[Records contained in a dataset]
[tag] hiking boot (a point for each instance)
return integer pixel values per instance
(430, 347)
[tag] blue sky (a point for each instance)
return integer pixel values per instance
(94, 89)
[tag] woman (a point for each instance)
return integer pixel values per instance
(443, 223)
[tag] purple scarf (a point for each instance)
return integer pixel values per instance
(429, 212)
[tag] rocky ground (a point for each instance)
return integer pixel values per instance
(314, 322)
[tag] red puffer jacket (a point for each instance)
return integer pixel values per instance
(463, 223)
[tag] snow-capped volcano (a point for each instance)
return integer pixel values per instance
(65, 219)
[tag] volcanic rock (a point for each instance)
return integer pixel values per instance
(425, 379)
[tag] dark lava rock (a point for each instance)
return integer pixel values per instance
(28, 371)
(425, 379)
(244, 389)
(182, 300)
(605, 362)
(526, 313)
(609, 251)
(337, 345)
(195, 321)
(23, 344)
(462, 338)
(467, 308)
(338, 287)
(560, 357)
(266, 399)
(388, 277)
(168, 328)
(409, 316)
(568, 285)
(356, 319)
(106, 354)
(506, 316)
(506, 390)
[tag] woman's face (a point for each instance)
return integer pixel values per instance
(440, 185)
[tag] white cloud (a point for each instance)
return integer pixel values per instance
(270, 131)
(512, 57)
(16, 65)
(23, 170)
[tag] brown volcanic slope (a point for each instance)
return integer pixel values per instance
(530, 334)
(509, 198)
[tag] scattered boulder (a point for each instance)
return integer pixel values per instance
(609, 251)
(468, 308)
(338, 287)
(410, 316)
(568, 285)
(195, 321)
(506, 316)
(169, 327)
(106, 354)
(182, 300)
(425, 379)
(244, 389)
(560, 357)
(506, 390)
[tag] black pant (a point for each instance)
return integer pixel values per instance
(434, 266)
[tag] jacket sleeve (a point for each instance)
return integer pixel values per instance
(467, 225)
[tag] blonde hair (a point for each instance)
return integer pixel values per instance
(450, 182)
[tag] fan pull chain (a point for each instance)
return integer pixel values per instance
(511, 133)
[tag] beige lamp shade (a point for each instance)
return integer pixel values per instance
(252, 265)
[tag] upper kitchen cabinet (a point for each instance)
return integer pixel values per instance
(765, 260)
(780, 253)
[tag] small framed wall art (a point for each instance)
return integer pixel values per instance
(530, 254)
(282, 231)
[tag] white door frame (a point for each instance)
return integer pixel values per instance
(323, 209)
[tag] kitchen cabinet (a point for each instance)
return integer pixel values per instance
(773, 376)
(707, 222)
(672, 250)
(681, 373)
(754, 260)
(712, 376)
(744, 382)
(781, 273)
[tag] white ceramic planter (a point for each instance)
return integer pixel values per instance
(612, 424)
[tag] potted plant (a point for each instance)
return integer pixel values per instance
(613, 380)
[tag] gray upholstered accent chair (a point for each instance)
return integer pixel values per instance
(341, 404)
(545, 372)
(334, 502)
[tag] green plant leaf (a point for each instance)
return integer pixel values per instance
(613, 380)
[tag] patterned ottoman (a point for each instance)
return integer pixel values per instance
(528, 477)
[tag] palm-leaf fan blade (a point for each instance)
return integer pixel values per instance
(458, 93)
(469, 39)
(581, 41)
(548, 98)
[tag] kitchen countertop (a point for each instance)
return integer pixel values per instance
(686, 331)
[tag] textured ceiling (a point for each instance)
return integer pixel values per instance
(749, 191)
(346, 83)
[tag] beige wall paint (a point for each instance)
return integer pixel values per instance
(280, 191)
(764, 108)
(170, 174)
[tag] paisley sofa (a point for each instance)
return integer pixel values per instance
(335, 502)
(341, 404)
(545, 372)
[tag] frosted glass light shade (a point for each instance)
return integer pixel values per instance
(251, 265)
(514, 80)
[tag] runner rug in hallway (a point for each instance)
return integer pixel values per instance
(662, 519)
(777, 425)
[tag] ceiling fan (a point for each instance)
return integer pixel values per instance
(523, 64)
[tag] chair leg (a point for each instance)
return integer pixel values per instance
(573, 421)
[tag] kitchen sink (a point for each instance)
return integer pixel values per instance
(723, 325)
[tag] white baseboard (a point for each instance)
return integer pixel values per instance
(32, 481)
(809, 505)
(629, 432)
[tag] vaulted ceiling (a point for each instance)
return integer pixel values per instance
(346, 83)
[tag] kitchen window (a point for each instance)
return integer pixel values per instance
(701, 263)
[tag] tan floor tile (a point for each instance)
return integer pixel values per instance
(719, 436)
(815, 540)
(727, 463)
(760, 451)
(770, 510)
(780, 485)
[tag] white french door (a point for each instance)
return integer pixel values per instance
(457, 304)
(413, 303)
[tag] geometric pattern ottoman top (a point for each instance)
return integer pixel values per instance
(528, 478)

* What you will do: Reproduce all the records shown above, unchanged.

* Solved exercise:
[tag] hiking boot (a point for each instance)
return integer pixel values per instance
(430, 347)
[tag] blue sky (a point for each instance)
return integer pixel values per instance
(94, 89)
[tag] woman (a point for each instance)
return integer pixel values per instance
(443, 223)
[tag] purple scarf (a point for each instance)
return integer pixel values per instance
(429, 212)
[tag] rocky ground (a point for each instance)
return integer pixel values per instance
(314, 322)
[tag] red puffer jacket (a point for each instance)
return integer pixel values per instance
(463, 223)
[tag] snow-capped volcano (a point for each instance)
return integer pixel values per instance
(65, 219)
[tag] volcanic rock (a point for each instance)
return integer pixel values per instance
(425, 379)
[tag] dark lava rock (a point for each instance)
return integer pixel values per instance
(28, 371)
(425, 379)
(244, 389)
(182, 300)
(605, 362)
(526, 313)
(609, 251)
(337, 345)
(195, 321)
(23, 344)
(462, 338)
(467, 308)
(338, 287)
(560, 357)
(266, 399)
(388, 277)
(168, 328)
(409, 316)
(568, 285)
(356, 319)
(106, 354)
(506, 316)
(506, 390)
[tag] woman's face (a point for each instance)
return integer pixel values per instance
(440, 185)
[tag] white cloud (a point for each instance)
return integer pixel values per instance
(270, 131)
(512, 57)
(16, 65)
(23, 170)
[tag] brown volcanic slope (a point for each instance)
return integer pixel values per instance
(530, 334)
(509, 198)
[tag] scattered boulder (a point for each instance)
return integer pixel values per instance
(609, 251)
(468, 308)
(338, 287)
(410, 316)
(568, 285)
(195, 321)
(506, 316)
(169, 327)
(106, 354)
(182, 300)
(425, 379)
(244, 389)
(560, 357)
(506, 390)
[tag] black pant (a point for each instance)
return integer pixel values per instance
(434, 266)
[tag] jacket sleeve (a point for each instance)
return integer pixel values per instance
(467, 225)
[tag] blonde hair (a point for each instance)
return integer pixel values per instance
(450, 182)
[tag] fan pull chain (a point for each instance)
return integer pixel values per instance
(511, 133)
[tag] beige lamp shade (a point for each instance)
return integer pixel values per instance
(252, 265)
[tag] upper kitchen cabinet (a point for each instance)
return integer pixel values per instance
(765, 260)
(780, 253)
[tag] small framed wall art (a point for each instance)
return integer pixel values per instance
(530, 254)
(282, 231)
[tag] white door frame (a point for each instance)
return integer pixel values per instance
(323, 209)
[tag] kitchen cabinet (a point for each instance)
return integer pixel values per instance
(773, 376)
(707, 222)
(672, 250)
(681, 373)
(754, 260)
(712, 376)
(744, 382)
(781, 273)
[tag] white ceramic planter (a point for each instance)
return integer pixel values per instance
(612, 424)
[tag] potted plant (a point for each instance)
return integer pixel values per instance
(613, 380)
[tag] gray upholstered accent chair (a point for each instance)
return integer pixel values per instance
(341, 404)
(545, 372)
(334, 502)
[tag] green plant leaf (a point for each instance)
return integer pixel values per instance
(613, 380)
[tag] patterned ottoman (a point for each instance)
return integer pixel values per instance
(528, 477)
[tag] palm-leaf fan blade (a point for each instance)
return integer pixel values per instance
(458, 93)
(469, 39)
(581, 41)
(548, 98)
[tag] kitchen countertop (a point for each instance)
return integer pixel values per instance
(686, 331)
[tag] textured ceiling (a point for each instance)
return integer pixel values per instance
(749, 191)
(346, 83)
[tag] beige wall paint (a point for each instance)
return integer pixel values per instance
(280, 191)
(764, 108)
(170, 174)
[tag] paisley sofa (a point for each instance)
return integer pixel values per instance
(335, 502)
(341, 404)
(545, 372)
[tag] frosted glass light shade (a point for each instance)
return integer pixel values per instance
(251, 265)
(514, 80)
[tag] runner rug in hallway (a point for each instance)
return integer pixel values per instance
(662, 519)
(777, 425)
[tag] ceiling fan (a point for each instance)
return integer pixel values per instance
(523, 64)
[tag] chair leg (a point for each instance)
return integer pixel values per instance
(573, 421)
[tag] kitchen sink (a point for each instance)
return integer pixel values per instance
(723, 325)
[tag] white baseboard (a point for each instance)
return integer pixel values per instance
(32, 481)
(809, 505)
(629, 432)
[tag] vaulted ceiling (a point for each instance)
return integer pixel values per instance
(346, 83)
[tag] kitchen window (a point for each instance)
return integer pixel values per instance
(701, 263)
[tag] tan floor tile (a point for each instance)
return integer pixel values per instance
(719, 436)
(815, 540)
(727, 463)
(760, 451)
(770, 510)
(780, 485)
[tag] white french door (a point for each instance)
return integer pixel values per instance
(457, 304)
(413, 303)
[tag] geometric pattern ottoman top (a point for each instance)
return integer pixel values per instance
(528, 478)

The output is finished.